> Task to complete
Scan the entries that follow and copy out every line containing "query".

> Material supplied
Segment Open
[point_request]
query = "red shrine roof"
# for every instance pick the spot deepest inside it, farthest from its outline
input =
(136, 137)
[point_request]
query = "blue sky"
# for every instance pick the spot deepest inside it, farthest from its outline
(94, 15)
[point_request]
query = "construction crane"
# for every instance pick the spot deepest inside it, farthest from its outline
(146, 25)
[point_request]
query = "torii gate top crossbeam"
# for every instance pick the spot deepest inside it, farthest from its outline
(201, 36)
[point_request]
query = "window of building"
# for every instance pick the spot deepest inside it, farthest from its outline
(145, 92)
Segment Closed
Segment Open
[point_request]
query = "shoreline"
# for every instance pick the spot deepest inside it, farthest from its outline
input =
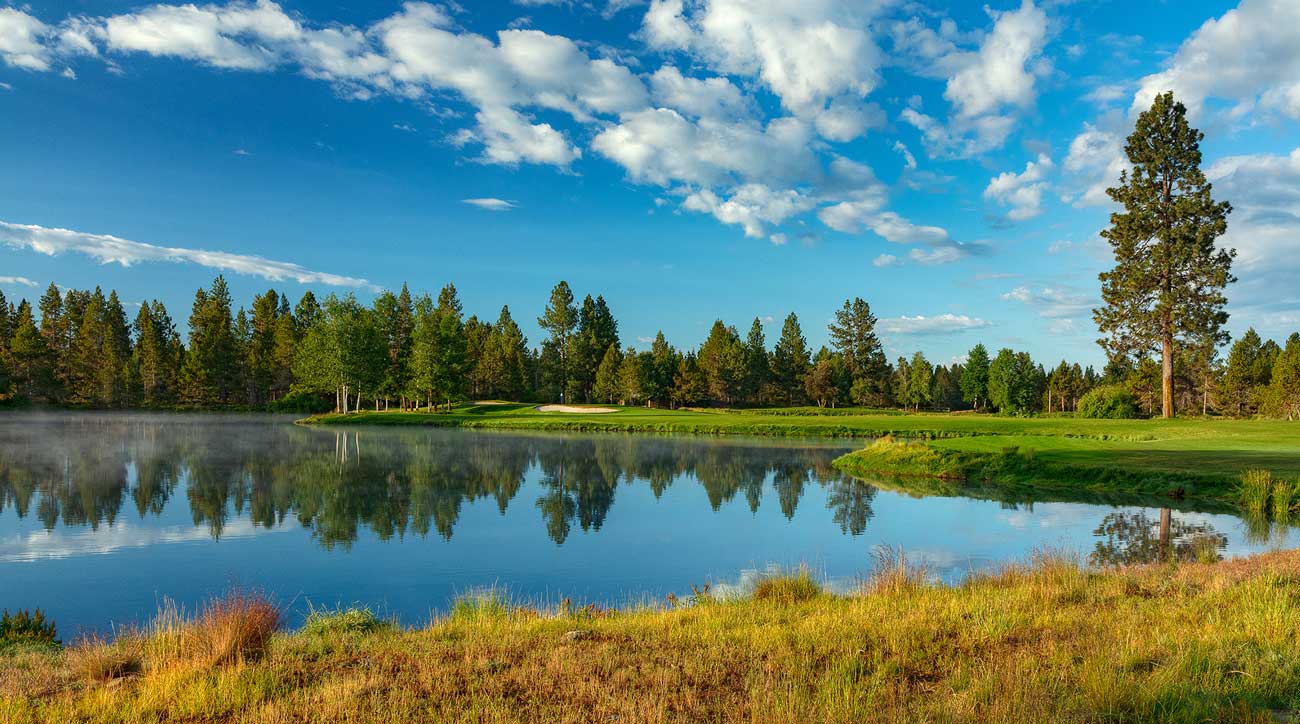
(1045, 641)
Segment Closed
Segment Open
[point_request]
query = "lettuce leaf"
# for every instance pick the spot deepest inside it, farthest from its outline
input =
Segment Closed
> Response area
query = "red shrine roof"
query = "blue sky"
query = "construction crane"
query = "torii gate top crossbeam"
query = "window of building"
query = "shoreline"
query = "lettuce leaf"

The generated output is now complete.